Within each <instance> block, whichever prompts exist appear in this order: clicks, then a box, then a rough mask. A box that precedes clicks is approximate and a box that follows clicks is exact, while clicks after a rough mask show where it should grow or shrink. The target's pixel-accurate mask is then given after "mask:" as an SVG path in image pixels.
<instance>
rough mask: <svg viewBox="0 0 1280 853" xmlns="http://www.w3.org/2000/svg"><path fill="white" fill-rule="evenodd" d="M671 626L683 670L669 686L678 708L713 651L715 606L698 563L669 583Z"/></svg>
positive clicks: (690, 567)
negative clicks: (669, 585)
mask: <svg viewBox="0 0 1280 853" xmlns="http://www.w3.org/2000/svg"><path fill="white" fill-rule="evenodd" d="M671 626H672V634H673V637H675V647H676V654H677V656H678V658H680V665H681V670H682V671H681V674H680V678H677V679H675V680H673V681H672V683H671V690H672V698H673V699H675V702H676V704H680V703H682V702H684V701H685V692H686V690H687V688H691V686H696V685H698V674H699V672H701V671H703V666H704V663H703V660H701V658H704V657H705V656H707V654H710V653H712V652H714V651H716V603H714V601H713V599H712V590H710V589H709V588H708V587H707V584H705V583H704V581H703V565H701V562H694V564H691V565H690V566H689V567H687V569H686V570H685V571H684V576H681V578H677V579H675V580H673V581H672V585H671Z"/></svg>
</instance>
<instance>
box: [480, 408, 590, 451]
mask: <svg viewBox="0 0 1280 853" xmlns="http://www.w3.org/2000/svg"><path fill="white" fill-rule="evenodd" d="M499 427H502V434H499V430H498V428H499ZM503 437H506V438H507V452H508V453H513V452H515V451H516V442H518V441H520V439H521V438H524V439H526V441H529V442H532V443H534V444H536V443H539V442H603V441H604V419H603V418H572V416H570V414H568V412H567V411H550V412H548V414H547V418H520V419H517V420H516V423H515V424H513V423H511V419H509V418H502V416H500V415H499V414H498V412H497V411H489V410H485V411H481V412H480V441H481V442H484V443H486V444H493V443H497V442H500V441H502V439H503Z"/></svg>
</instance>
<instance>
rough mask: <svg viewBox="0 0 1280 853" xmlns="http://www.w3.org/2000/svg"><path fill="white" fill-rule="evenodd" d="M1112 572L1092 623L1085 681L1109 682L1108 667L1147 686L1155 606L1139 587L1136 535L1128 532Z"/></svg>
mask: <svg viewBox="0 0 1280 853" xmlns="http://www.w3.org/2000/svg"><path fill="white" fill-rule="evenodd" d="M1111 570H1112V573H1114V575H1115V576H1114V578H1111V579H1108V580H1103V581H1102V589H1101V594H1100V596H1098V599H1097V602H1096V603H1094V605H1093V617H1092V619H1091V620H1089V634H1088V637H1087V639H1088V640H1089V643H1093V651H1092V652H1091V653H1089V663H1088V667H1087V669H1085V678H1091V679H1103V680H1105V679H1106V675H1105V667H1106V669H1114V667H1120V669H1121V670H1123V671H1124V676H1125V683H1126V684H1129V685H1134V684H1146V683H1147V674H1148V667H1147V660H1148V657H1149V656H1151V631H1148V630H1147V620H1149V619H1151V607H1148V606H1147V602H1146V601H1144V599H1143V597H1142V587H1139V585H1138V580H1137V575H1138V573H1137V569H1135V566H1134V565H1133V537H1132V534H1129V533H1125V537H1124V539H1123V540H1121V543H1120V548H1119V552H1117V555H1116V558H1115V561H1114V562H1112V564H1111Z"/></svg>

::::

## TASK ITEM
Could you reproduce every record above exactly as it appears?

## YOUR SOLUTION
Within each <instance> block, whichever prompts exist appear in this order: clicks, then a box, then a rough mask. A box that precedes clicks is approximate and a box that follows clicks is exact, while clicks after a rough mask show where it should grow or shrink. The target's pixel-accurate mask is then given after "mask:" as an SVG path in image pixels.
<instance>
rough mask: <svg viewBox="0 0 1280 853" xmlns="http://www.w3.org/2000/svg"><path fill="white" fill-rule="evenodd" d="M671 626L683 670L669 686L678 708L713 651L715 606L698 563L669 583Z"/></svg>
positive clicks: (690, 567)
negative clicks: (669, 585)
mask: <svg viewBox="0 0 1280 853" xmlns="http://www.w3.org/2000/svg"><path fill="white" fill-rule="evenodd" d="M671 626H672V634H673V637H675V647H676V654H677V656H678V658H680V665H681V670H682V671H681V674H680V678H677V679H675V680H673V681H672V683H671V690H672V698H673V699H675V702H676V704H680V703H682V702H684V701H685V692H686V690H687V688H691V686H696V685H698V674H699V672H701V671H703V666H704V663H703V660H701V658H704V657H705V656H707V654H710V653H712V652H714V651H716V603H714V601H713V599H712V590H710V589H709V588H708V587H707V584H705V583H704V581H703V565H701V562H694V564H691V565H690V566H689V567H687V569H686V570H685V571H684V576H681V578H677V579H675V580H673V581H672V585H671Z"/></svg>
</instance>
<instance>
box: [480, 408, 590, 451]
mask: <svg viewBox="0 0 1280 853" xmlns="http://www.w3.org/2000/svg"><path fill="white" fill-rule="evenodd" d="M499 427H502V434H499V430H498V428H499ZM503 437H506V438H507V452H508V453H513V452H515V451H516V442H518V441H520V439H521V438H524V439H526V441H529V442H532V443H534V444H536V443H539V442H603V441H604V419H603V418H572V416H570V414H568V412H567V411H550V412H548V414H547V418H520V419H517V420H516V423H515V424H513V423H511V419H509V418H502V416H500V415H499V414H498V412H497V411H489V410H485V411H481V412H480V441H481V442H484V443H486V444H493V443H497V442H500V441H502V439H503Z"/></svg>
</instance>
<instance>
rough mask: <svg viewBox="0 0 1280 853" xmlns="http://www.w3.org/2000/svg"><path fill="white" fill-rule="evenodd" d="M1112 572L1092 623L1085 681L1109 682L1108 667L1147 686L1155 606L1139 587L1136 535L1128 532Z"/></svg>
mask: <svg viewBox="0 0 1280 853" xmlns="http://www.w3.org/2000/svg"><path fill="white" fill-rule="evenodd" d="M1111 570H1112V573H1114V575H1115V576H1114V578H1111V579H1108V580H1103V581H1102V589H1101V594H1100V596H1098V599H1097V602H1096V603H1094V605H1093V617H1092V619H1091V620H1089V634H1088V637H1087V639H1088V640H1089V643H1093V651H1092V652H1091V653H1089V663H1088V667H1087V669H1085V678H1091V679H1103V680H1105V679H1106V675H1105V667H1106V669H1114V667H1120V669H1121V670H1123V671H1124V676H1125V683H1126V684H1129V685H1134V684H1146V683H1147V674H1148V667H1147V660H1148V657H1149V656H1151V631H1148V630H1147V620H1149V619H1151V607H1148V606H1147V602H1146V601H1144V599H1143V597H1142V587H1139V585H1138V580H1137V575H1138V573H1137V569H1135V566H1134V565H1133V537H1132V534H1129V533H1125V537H1124V539H1123V540H1121V543H1120V548H1119V552H1117V555H1116V558H1115V561H1114V562H1112V564H1111Z"/></svg>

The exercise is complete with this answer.